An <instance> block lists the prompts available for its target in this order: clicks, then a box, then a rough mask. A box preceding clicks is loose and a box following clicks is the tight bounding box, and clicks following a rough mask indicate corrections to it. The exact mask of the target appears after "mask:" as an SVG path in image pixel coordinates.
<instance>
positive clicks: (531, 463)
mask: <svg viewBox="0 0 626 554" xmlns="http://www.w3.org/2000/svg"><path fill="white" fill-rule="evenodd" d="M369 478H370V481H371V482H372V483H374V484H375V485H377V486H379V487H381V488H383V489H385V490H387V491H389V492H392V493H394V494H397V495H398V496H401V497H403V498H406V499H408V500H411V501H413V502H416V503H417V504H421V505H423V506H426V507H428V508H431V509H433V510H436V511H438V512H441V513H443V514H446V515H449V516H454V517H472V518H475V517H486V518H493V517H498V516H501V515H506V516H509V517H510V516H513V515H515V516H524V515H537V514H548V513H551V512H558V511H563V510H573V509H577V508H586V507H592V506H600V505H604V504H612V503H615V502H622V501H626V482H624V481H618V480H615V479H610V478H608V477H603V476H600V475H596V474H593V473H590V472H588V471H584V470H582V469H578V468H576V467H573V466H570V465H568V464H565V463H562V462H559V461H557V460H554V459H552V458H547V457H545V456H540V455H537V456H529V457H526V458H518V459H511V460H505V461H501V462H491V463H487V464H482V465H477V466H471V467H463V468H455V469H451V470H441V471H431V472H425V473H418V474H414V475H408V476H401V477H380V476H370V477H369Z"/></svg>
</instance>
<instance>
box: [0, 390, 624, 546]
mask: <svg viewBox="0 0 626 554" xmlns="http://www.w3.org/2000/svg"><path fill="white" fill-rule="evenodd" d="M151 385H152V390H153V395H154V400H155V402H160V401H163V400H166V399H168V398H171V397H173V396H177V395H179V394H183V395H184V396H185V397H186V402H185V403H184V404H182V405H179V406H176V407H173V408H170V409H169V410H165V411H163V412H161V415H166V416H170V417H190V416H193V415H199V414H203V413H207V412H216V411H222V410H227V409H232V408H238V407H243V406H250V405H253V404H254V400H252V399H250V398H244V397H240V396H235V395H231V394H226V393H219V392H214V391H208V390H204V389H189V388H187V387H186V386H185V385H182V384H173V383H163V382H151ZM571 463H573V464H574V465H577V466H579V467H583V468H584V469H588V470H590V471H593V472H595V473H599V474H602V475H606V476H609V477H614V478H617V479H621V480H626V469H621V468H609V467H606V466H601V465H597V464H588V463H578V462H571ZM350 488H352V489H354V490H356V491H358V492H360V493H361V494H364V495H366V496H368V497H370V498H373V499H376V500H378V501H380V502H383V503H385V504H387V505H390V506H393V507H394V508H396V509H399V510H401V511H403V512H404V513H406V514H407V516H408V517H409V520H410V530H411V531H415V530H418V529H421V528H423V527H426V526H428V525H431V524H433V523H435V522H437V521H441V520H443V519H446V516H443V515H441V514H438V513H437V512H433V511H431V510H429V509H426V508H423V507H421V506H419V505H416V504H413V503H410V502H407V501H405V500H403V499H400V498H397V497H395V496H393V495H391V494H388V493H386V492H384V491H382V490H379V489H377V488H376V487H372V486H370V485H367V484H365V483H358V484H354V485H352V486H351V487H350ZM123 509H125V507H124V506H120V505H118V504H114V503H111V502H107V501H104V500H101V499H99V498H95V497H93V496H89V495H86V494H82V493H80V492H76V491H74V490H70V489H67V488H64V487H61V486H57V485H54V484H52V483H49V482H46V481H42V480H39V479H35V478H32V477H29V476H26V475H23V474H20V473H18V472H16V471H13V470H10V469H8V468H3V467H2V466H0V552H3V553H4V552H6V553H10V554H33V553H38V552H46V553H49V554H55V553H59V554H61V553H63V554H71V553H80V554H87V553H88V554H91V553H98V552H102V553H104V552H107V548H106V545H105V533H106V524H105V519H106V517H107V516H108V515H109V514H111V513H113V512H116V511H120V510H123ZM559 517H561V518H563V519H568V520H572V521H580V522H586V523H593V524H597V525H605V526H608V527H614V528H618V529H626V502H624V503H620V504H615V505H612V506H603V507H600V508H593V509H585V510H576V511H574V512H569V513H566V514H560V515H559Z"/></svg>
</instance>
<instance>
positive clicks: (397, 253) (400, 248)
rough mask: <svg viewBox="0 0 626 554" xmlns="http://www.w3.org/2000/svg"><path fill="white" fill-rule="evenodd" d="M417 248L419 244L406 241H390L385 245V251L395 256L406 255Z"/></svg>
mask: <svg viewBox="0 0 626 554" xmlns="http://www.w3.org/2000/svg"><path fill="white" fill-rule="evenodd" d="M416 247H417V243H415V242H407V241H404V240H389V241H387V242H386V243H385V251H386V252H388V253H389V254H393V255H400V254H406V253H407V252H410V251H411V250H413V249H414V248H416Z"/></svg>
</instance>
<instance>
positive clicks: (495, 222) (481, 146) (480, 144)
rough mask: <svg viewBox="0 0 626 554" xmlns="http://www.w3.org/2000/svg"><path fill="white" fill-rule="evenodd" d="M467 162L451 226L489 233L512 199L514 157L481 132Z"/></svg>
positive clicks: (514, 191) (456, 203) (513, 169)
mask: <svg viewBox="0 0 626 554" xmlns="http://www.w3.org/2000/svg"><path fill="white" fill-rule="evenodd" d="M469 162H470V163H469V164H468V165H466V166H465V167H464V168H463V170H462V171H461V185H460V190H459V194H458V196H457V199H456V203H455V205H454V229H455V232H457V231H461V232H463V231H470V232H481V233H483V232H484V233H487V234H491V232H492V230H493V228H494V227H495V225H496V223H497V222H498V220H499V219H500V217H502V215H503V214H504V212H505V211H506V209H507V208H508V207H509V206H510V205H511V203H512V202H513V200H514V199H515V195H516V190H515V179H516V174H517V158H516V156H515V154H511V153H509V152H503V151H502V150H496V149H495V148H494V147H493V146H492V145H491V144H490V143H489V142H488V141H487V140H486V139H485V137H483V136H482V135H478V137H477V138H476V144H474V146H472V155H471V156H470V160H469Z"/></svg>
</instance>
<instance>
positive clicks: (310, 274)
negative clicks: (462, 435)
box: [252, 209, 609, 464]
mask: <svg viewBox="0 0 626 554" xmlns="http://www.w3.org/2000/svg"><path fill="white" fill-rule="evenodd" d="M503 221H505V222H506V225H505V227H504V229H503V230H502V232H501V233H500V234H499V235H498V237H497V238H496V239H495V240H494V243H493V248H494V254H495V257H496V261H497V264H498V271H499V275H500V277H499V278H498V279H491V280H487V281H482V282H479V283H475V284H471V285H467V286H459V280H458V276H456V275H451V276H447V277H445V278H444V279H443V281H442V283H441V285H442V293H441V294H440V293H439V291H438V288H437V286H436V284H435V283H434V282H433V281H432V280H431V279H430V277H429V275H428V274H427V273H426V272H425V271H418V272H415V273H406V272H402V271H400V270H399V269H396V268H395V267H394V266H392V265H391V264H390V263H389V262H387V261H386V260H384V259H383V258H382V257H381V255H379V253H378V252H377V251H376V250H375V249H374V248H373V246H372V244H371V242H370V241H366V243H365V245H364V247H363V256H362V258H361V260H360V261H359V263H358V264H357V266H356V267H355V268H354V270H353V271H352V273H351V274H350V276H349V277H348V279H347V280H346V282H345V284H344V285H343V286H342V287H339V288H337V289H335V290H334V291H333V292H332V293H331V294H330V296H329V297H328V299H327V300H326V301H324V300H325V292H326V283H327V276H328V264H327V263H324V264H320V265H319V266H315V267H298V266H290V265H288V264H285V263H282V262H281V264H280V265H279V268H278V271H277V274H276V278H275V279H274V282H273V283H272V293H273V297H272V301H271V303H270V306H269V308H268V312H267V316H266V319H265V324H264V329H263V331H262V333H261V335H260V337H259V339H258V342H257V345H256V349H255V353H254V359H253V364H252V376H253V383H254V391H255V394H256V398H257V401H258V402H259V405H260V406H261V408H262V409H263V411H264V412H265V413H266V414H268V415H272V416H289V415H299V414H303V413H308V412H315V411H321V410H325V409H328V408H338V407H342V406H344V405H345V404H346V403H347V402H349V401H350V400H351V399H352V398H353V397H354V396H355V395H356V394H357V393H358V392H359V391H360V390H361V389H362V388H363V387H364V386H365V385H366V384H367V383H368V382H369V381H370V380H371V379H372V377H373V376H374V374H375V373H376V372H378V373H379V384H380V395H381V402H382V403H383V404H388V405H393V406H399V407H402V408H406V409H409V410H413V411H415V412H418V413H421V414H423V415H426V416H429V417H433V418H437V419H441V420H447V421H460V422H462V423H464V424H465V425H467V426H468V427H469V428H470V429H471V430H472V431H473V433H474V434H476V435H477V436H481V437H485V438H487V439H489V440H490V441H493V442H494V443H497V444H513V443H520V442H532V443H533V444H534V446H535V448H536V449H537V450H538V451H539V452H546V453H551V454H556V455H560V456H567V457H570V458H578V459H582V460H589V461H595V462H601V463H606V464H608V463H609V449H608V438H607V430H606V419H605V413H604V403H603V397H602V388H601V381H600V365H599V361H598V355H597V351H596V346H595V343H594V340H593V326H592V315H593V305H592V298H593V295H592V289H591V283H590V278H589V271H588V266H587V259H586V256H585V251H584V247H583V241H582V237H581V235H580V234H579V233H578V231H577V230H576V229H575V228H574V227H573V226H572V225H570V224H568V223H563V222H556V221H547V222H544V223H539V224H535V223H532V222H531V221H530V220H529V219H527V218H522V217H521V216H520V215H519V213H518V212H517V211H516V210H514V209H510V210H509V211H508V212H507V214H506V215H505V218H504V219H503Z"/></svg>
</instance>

....................

▸ ASSIGNMENT: Output only an exact transcription of the lines above from the one with "248L419 244L406 241H390L385" up to and including the one with "162L451 226L489 233L512".

▸ WORKED SOLUTION:
rough mask: <svg viewBox="0 0 626 554" xmlns="http://www.w3.org/2000/svg"><path fill="white" fill-rule="evenodd" d="M417 248L419 244L406 241H390L385 245V251L395 256L406 255Z"/></svg>
mask: <svg viewBox="0 0 626 554" xmlns="http://www.w3.org/2000/svg"><path fill="white" fill-rule="evenodd" d="M416 247H417V243H415V242H407V241H404V240H389V241H387V242H386V243H385V251H386V252H388V253H389V254H393V255H400V254H406V253H407V252H410V251H411V250H413V249H414V248H416Z"/></svg>
</instance>
<instance>
positive clicks: (495, 222) (481, 146) (480, 144)
rough mask: <svg viewBox="0 0 626 554" xmlns="http://www.w3.org/2000/svg"><path fill="white" fill-rule="evenodd" d="M467 162L451 226L489 233L512 199L514 157L481 132Z"/></svg>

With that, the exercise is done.